**Data extract:**
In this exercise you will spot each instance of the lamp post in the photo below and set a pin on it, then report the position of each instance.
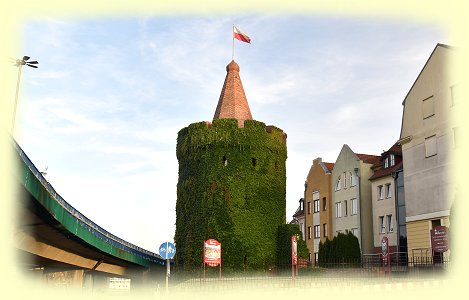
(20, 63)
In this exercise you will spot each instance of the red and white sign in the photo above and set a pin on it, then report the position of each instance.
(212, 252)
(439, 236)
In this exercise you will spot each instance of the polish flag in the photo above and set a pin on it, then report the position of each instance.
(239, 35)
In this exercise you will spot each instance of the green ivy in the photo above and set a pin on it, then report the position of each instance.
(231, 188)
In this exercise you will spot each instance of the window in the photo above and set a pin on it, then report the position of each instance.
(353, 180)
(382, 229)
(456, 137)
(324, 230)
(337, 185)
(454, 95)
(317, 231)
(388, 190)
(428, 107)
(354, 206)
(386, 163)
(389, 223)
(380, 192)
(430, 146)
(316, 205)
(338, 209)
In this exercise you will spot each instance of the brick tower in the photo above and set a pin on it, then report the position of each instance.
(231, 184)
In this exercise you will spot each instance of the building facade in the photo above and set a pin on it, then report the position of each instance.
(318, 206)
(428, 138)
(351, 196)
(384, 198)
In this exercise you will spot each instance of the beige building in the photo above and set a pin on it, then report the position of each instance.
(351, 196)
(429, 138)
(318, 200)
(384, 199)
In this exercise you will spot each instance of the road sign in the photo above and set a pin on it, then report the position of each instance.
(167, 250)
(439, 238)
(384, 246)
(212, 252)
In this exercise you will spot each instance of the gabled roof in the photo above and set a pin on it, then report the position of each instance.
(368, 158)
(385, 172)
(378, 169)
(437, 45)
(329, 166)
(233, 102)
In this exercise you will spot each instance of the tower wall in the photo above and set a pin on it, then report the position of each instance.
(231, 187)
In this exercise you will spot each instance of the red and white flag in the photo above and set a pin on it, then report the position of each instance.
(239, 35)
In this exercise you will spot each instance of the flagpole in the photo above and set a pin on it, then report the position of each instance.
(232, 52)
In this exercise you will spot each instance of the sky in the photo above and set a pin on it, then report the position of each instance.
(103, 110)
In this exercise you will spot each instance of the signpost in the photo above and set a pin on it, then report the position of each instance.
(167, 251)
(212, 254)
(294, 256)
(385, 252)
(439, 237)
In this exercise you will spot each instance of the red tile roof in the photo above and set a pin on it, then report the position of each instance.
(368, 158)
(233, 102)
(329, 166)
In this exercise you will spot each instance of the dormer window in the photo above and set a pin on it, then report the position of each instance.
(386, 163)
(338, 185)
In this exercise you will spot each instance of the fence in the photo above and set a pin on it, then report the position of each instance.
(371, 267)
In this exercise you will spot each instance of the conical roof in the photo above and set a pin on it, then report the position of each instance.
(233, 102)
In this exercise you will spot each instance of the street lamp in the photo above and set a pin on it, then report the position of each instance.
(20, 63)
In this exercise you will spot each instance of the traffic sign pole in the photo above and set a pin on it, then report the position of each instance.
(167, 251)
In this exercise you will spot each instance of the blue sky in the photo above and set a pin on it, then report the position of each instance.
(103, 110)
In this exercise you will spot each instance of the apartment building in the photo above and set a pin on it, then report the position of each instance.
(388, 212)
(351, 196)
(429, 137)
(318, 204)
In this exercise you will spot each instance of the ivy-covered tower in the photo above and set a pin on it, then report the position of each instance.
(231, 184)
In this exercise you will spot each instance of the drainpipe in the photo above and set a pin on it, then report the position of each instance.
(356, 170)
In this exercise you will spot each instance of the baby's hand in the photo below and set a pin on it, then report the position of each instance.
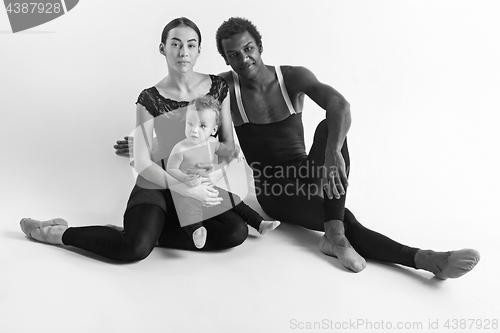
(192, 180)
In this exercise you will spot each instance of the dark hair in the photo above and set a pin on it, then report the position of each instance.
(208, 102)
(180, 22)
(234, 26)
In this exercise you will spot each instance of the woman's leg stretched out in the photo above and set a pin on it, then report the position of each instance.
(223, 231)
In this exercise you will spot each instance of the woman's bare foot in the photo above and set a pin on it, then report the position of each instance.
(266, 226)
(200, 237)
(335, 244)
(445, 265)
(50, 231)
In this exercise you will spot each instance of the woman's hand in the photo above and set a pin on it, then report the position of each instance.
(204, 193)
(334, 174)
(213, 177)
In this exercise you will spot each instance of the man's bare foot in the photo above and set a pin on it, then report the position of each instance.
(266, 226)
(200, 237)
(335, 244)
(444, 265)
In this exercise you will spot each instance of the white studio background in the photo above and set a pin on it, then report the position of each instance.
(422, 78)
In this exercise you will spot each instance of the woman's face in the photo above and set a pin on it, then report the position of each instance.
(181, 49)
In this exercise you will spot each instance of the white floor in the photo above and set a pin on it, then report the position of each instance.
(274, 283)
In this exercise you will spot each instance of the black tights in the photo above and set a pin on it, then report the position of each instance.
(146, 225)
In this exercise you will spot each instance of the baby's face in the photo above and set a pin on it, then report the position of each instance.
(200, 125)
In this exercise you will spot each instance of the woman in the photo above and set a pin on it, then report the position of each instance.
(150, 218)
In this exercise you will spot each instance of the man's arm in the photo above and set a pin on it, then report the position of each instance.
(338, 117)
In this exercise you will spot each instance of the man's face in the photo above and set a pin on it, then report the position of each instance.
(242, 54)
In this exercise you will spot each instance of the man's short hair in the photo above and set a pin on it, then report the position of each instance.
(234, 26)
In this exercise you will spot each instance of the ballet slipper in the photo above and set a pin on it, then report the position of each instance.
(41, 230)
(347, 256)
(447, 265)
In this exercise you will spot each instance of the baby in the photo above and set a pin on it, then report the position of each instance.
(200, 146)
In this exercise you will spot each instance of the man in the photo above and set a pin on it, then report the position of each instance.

**Problem:** Copy out every item above word for word, leaving out the pictures.

**Task result:**
In this exercise you will spot each instance of the lamp post in the photo below and set a pin on it, then report the position of each instance.
(20, 63)
In this exercise you will spot each instance of the red and white sign in the photo above and set a pin on it, then report the position of each instance.
(212, 252)
(439, 236)
In this exercise you will spot each instance of the polish flag in the photo above and set a pin on it, then report the position of each instance.
(239, 35)
In this exercise you will spot each instance of the green ivy in the photo above and set a pin on it, then report the position of each instance.
(231, 188)
In this exercise you will spot each instance of the window in the photo above and set a pin on it, then report the position of each instance.
(353, 180)
(382, 229)
(456, 137)
(324, 230)
(337, 185)
(454, 95)
(317, 231)
(388, 190)
(428, 107)
(354, 206)
(386, 163)
(389, 223)
(380, 192)
(430, 146)
(316, 205)
(338, 209)
In this exercise you will spot each instance of the brick tower in the photo above and set a pin on it, then report the position of each instance.
(231, 184)
In this exercise you will spot each instance of the building facade in the photo above and set a pin on it, then report the position of each instance.
(318, 206)
(428, 138)
(351, 196)
(384, 198)
In this exercise you will spot each instance of the beige building in the photo above and set a pin on it, then report the position of each instance.
(351, 196)
(429, 138)
(318, 200)
(384, 199)
In this exercise you will spot each instance of the road sign in the photo above and set a pin on it, then report the position of each instance.
(167, 250)
(439, 238)
(384, 246)
(212, 252)
In this exercise you will spot each instance of the gabled roof in the photo above and set a pin on it, then report the position of each instance.
(368, 158)
(385, 172)
(378, 169)
(437, 45)
(329, 166)
(233, 102)
In this exercise you will spot each instance of the tower wall in the photo above and set a pin on it, then report the position of each instance.
(231, 187)
In this exercise you will spot each instance of the red and white flag in the photo above and set a pin on it, then report the position of each instance.
(239, 35)
In this exercise you will spot each instance of the flagpole in the photo above and set a pin on it, then report the position of each instance.
(232, 52)
In this exercise you will spot each instance of the sky in the photo above and set a pin on it, then report the position of each instance.
(103, 110)
In this exercise you will spot each instance of the signpost in the photo above and set a pin on it, then report the position of each instance.
(167, 251)
(212, 254)
(294, 256)
(385, 252)
(439, 237)
In this exercise you will spot each instance of the red tile roof in the photo above and set a pin on it, then report the position of each instance.
(368, 158)
(233, 102)
(329, 166)
In this exercise you will spot each instance of the dormer window in the photo above and set a pin on it, then report the position of each instance.
(386, 163)
(338, 185)
In this exercise you will spot each instance of the fence in the photo above and set a pin on it, then report the position of each instance.
(371, 267)
In this exercise you will spot each instance of the conical roof in the photo above and set a pin on it, then report the position of each instance.
(233, 102)
In this exercise you will spot each instance of the street lamp in the photo above and set a pin on it, then report the position of each instance.
(20, 63)
In this exercise you will spot each instance of the traffic sign pole in the photo above and set a pin on it, then report the position of each instance.
(167, 251)
In this exercise you will spot each instance of the blue sky in the photo above and set a pin on it, then report the position of each instance.
(103, 110)
In this exercise you will spot each instance of the apartment building in the photo above and set a pin on it, then report the position of each instance.
(388, 212)
(351, 196)
(429, 137)
(318, 204)
In this exercise you will spot each instance of the ivy-covered tower in the photo above and set a pin on it, then report the position of each instance.
(231, 184)
In this exercise you will spot each instance of the drainpipe in the photo above and set a pin on it, then report the position of each instance.
(356, 170)
In this exercise you will spot each instance of the baby's hand in the photo below and set a pin on it, then report the position of each instance.
(192, 180)
In this exercise you will spot each instance of the dark hair in the photo above and set a pin on it, then report the position of each instance.
(208, 102)
(180, 22)
(234, 26)
In this exercise you will spot each instance of the woman's leg stretched out in the photo above and set a pin on it, then report the position of each instance.
(223, 231)
In this exercise you will spot each instance of the woman's bare foot in the photo above and set a pin on it, then report the position of each instance.
(266, 226)
(200, 237)
(335, 244)
(445, 265)
(50, 231)
In this exercise you will spot each instance of the woman's hand in the photo above and set a pin on it, then report the position of each instance.
(204, 193)
(334, 174)
(213, 177)
In this exercise you will spot each instance of the man's bare foot in the photo above and set a pin on it, then report the position of each instance.
(266, 226)
(200, 237)
(335, 244)
(444, 265)
In this exercise you will spot each instance of the white studio background in the photo above and set a pin on it, then report the position of each instance.
(422, 78)
In this exercise you will spot each instance of the woman's face in the photo above and set a pin on it, then report the position of each instance.
(181, 49)
In this exercise you will spot each instance of the white floor in the photo above and set a pin on it, then report the position of each instance.
(274, 283)
In this exercise you will spot each instance of the black tights in the photo above and set a pin on it, then report the position of each instance.
(146, 225)
In this exercise you will spot each instance of the baby's face in the photo above and set a pin on it, then report the position of each instance.
(200, 125)
In this exercise you will spot each instance of the woman in the photo above and set a pin on it, then report the position of each instance.
(150, 218)
In this exercise you will spot each instance of the man's arm in the photo above and set a pin on it, then report the position of each instance.
(338, 117)
In this exercise you will spot each instance of the man's face in the photo above and set a pin on it, then report the position of each instance.
(242, 54)
In this exercise you will spot each instance of the man's short hair in the photo above and set a pin on it, then report the position of each instance.
(234, 26)
In this exercise you will spot each instance of the ballet slipper in the photo above and set a pin on it, then report the position of each instance.
(41, 230)
(347, 256)
(447, 265)
In this exercise you will spot each instance of the baby in the photo above and set a pin on it, then report the position of each instance.
(200, 146)
In this exercise you will spot each instance of the man in the photo above and set a pin on it, then report the position of each instance.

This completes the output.